- Data for the task -

** Begin **

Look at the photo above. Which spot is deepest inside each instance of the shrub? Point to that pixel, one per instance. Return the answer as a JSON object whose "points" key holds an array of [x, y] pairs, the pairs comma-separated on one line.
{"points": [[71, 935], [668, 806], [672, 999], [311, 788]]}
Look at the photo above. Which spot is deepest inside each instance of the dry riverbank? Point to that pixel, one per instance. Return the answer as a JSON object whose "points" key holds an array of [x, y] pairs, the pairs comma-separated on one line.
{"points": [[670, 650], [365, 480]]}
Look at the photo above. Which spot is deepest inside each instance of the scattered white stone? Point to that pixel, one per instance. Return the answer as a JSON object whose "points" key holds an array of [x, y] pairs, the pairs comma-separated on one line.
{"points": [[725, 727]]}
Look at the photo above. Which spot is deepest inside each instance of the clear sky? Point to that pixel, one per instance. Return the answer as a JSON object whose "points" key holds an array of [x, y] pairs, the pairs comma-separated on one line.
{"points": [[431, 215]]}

** End **

- Exercise prompt -
Copy every item above, requests included, and scale each x and y coordinate in the answers by 2.35. Round the results to whole numbers, with halves rounded up.

- Response for this exercise -
Look at the photo above. Which spot is deepest inside each instance of the shrub? Point to that pixel, one per instance. Return the answer as a JSON object whose "points" key holds an array of [x, y] pairs, the pairs comma-separated on one line.
{"points": [[167, 2197], [1570, 1894], [1579, 2348], [731, 1852]]}
Look at the photo above. Which spot is deepest inside each instance of the dry riverbank? Point to that pixel, one per instance. Return the answer as a JSON object whose "points" key holds an array of [x, y] pairs, the pairs comma-separated on one line.
{"points": [[1575, 1528], [858, 1128]]}
Look at the photo above. Which spot is deepest inside each instance of the scattered white stone? Point to that pixel, one per instance. Return the answer as a JSON object whose "points" key holds an array of [x, y] pairs, the pairs comma-separated on one line.
{"points": [[1704, 1708]]}
Look at the photo above. Which spot is deepest inside each instance of the clear sky? Point to that pixel, one per instance. Return the answer as a JSON object whose "points" key holds an array of [x, y] pairs, the pairs comma-separated on one line.
{"points": [[1013, 505]]}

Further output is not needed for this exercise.